# [Stated goal]
Could you rewrite the material below with every "photograph" changed to "image" and everything else left the same? Leave the pictures out of your answer.

# [Entries shown]
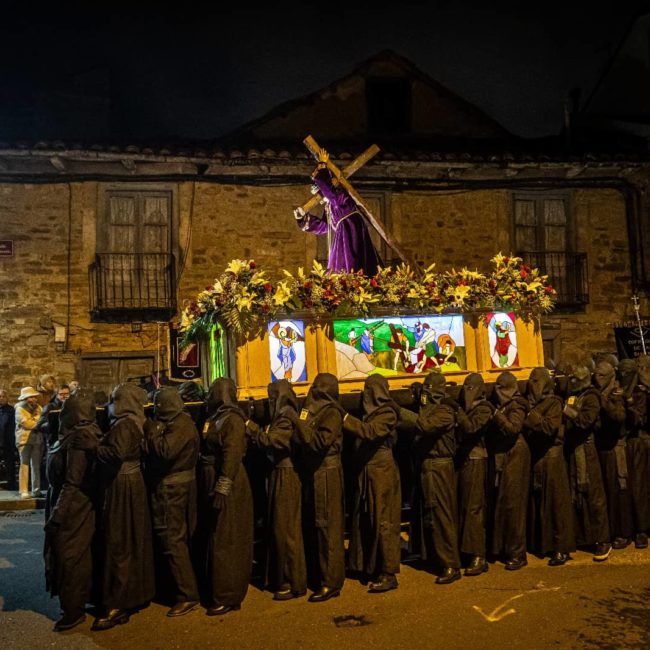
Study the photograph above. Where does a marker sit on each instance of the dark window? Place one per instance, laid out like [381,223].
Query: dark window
[543,236]
[388,102]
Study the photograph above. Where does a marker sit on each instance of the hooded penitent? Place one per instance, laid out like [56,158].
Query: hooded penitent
[127,401]
[167,404]
[540,385]
[506,388]
[376,395]
[222,398]
[323,392]
[604,377]
[281,394]
[473,391]
[433,388]
[579,380]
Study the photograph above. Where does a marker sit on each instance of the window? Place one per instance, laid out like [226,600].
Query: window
[388,102]
[132,277]
[543,236]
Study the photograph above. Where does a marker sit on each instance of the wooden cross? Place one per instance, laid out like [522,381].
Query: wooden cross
[340,178]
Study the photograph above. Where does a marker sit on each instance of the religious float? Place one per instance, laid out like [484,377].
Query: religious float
[399,323]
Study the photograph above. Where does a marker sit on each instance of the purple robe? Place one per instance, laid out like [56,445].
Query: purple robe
[351,248]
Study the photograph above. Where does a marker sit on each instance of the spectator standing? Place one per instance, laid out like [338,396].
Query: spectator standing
[29,441]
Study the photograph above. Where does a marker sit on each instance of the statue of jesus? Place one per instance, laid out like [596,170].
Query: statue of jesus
[350,246]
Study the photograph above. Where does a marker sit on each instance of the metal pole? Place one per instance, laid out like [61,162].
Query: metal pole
[635,300]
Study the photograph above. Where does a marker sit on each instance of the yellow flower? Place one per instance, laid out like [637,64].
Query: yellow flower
[236,266]
[282,294]
[245,301]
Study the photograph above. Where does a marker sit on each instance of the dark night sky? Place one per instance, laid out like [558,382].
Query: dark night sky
[196,74]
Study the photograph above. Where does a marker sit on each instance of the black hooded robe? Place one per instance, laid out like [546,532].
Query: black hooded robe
[319,428]
[550,516]
[473,419]
[511,471]
[225,499]
[286,566]
[128,573]
[376,517]
[434,526]
[70,528]
[610,443]
[582,415]
[172,446]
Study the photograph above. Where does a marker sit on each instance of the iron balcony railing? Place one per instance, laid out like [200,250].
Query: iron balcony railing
[137,285]
[567,273]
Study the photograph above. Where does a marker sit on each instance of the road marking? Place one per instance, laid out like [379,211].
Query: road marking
[497,614]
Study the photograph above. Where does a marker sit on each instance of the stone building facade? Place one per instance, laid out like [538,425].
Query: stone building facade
[451,190]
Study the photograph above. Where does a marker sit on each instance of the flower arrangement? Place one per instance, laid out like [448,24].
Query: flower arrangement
[242,298]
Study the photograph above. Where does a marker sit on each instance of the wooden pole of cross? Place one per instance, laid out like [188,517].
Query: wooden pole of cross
[341,178]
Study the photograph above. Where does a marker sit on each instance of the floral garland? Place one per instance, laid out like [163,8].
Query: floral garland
[242,298]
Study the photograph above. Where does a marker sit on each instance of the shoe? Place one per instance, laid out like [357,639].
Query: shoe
[179,609]
[448,576]
[558,559]
[219,610]
[323,594]
[515,563]
[602,551]
[288,594]
[477,566]
[67,623]
[386,582]
[113,617]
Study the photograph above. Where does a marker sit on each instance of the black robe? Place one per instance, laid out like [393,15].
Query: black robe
[587,490]
[434,526]
[376,517]
[226,520]
[286,565]
[172,445]
[511,472]
[550,515]
[128,573]
[70,528]
[471,460]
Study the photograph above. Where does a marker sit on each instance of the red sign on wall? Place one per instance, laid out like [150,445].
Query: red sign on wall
[6,248]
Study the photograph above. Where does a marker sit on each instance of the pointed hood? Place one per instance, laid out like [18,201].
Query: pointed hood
[281,394]
[506,388]
[167,404]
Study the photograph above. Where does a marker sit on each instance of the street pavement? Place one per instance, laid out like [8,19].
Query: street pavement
[581,605]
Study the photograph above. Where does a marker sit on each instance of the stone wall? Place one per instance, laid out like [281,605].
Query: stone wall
[42,284]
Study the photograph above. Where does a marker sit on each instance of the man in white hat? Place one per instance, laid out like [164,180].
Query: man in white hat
[28,441]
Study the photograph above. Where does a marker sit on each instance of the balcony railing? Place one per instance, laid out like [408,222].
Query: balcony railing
[132,287]
[567,273]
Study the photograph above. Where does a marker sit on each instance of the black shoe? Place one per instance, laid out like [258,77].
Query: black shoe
[323,594]
[477,566]
[558,559]
[448,576]
[113,617]
[515,563]
[288,594]
[602,551]
[67,623]
[179,609]
[386,582]
[219,610]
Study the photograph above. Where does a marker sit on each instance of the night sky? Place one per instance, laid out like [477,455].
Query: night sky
[196,74]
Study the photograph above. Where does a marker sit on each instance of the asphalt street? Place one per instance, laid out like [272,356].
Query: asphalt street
[580,605]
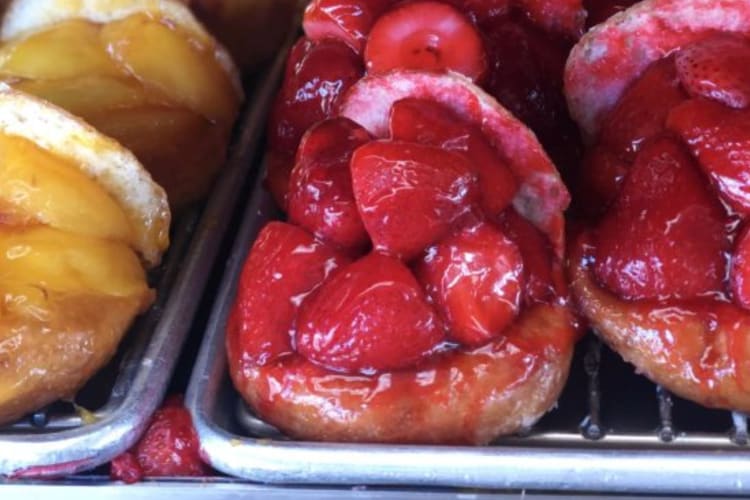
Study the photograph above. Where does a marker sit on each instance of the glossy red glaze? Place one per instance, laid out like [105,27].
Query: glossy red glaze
[347,20]
[371,316]
[541,197]
[285,264]
[526,76]
[321,199]
[544,280]
[425,35]
[641,113]
[739,272]
[475,277]
[697,348]
[717,68]
[719,138]
[428,122]
[317,74]
[410,195]
[169,447]
[456,397]
[665,225]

# [Task solution]
Study the image above. Where does a marker sit on each instance of the dark window? Place one per instance, laid out like [381,223].
Query: dark window
[543,236]
[388,102]
Study the image above. Where does a marker sit on each instance of the hooded penitent? Place one per instance, laid out like [56,158].
Query: hooded penitent
[127,401]
[167,404]
[540,385]
[506,388]
[376,395]
[222,398]
[323,392]
[604,377]
[281,394]
[473,391]
[433,388]
[579,380]
Study the image above. Where does a marker sit on each instance of the window? Place one per instance, laid out like [226,600].
Query: window
[388,102]
[132,277]
[543,236]
Study the image above. Where does a marker sit on each instance of the wooden cross? Place one per instance, laid out like [522,381].
Query: wooden cross
[340,178]
Study the image above. Where does a marker sit on each instance of the religious float? Place one per instance, laid out like [484,377].
Query: religious float
[399,323]
Study the image above. Where does a marker sit on each instance of the purple robe? Place one per instance, laid out like [56,445].
Query: purple robe
[351,248]
Study the image above. Where does a marker sit on each instance of the spectator standing? Place one per instance, laid out like [338,396].
Query: spectator standing
[29,441]
Study the image above. Where does a marker sit on each instance of the statue of jesus? Place one per instance, laid out like [596,170].
Query: statue of jesus
[350,246]
Study the image above. Where does a marker sit on each instance of the metal pole? Place one per instance, laid out like [61,162].
Query: metal pole
[635,300]
Study the image above. Where does a marker sit on each instance of the yellow flower? Place one per instance, laid out like [637,64].
Query: yellow flower
[236,266]
[282,294]
[245,301]
Study the image above. Where does a marker sit on each instance of the dark night sky? Place one per instance, laid out like [558,382].
Query: dark night sky
[196,74]
Study the image above. Where does a marker sit on each instance of the black hooded robe? Place one per instance, laid out like [546,532].
Query: black hooded robe
[319,428]
[550,516]
[473,419]
[511,471]
[225,499]
[286,566]
[128,573]
[376,517]
[434,526]
[70,528]
[610,443]
[582,415]
[172,446]
Study the image above. Where does a marker sit on each instance of the iron balcony railing? Place one per instance, laid out like [200,250].
Query: iron balcony railing
[137,285]
[567,273]
Study the image above. Where does a marker sit on each instance of the road marking? Place one per instance, laid out like [379,211].
Query: road marking
[497,614]
Study the image above. Where does a marker sit on each instance of the stone building facade? Place one per instance, laid out like [538,425].
Query: stone building facade
[451,190]
Study the image above. Where does a marker sit on each instance of the flower arrangement? Place one per instance, laid out like [448,24].
Query: flower arrangement
[242,298]
Study the image above. Where does a marker sit on each instance of the wooden pole of cross? Place one per instance, laid out like [188,517].
Query: wooden pole of cross
[341,178]
Study the image above. Where does a marker sit on each instance of the floral garland? Place one per instance, laid out like [163,8].
Query: floral garland
[242,298]
Study the image above. Where does a marker sit on each instance of the shoe? Place one per instance, laid out like [357,639].
Query: shoe
[179,609]
[448,576]
[558,559]
[219,610]
[323,594]
[515,563]
[602,551]
[288,594]
[477,566]
[67,623]
[386,582]
[113,617]
Study the image above. Where does a marker sit on each instance of the black robe? Place one per instance, laid out like [393,15].
Query: black robe
[587,490]
[434,526]
[376,517]
[226,520]
[286,565]
[172,445]
[511,472]
[550,515]
[128,573]
[70,528]
[471,460]
Study the image above. Where does a marker sit on each instance of the red sign on wall? Place one per instance, laid out like [150,445].
Query: red sign on wall
[6,248]
Study the image above. Where does a marker sit on each instance of the pointed hood? Place one per instance, laid out like [18,201].
Query: pointed hood
[281,394]
[506,388]
[167,404]
Study the image above. Where does a marker sit on each instance of the street pavement? Place one per instance, laid out like [8,19].
Query: street pavement
[581,605]
Study the image above. Where does a marker sit on each instance of the stone wall? Place one per instance, laid out like [281,605].
Query: stone wall
[42,284]
Study the image above. Where does a marker sit on each instance of the man in white hat? Place one per instance, laid out like [164,180].
Query: man in white hat
[28,441]
Study the image above. Where does a marker sit on each instance of the balcony railing? Place one per instance, laid out like [408,222].
Query: balcony railing
[132,287]
[567,273]
Study the image above. Where does a marker sit on each instance of the black shoe? Place one per instance, laid out like [258,77].
Query: black shoe
[323,594]
[477,566]
[558,559]
[448,576]
[113,617]
[515,563]
[288,594]
[602,551]
[67,623]
[179,609]
[386,582]
[219,610]
Study the image above. Where does a marker sit on each instance of the night sky? Place one per instance, laid out like [477,455].
Query: night sky
[196,74]
Study the image above. Where does a marker sit on each instance of the asphalt street? Place one per instance, laid out like [272,356].
Query: asphalt street
[580,605]
Study the image above. Where does a marker sit on each instance of the glossy red glaze? Place one per instance, laid out like [105,27].
Query: glossy red glaze
[347,20]
[371,316]
[541,197]
[285,264]
[526,76]
[321,199]
[544,280]
[425,35]
[641,113]
[739,272]
[475,277]
[697,348]
[717,68]
[719,138]
[428,122]
[317,74]
[410,195]
[169,447]
[456,397]
[665,225]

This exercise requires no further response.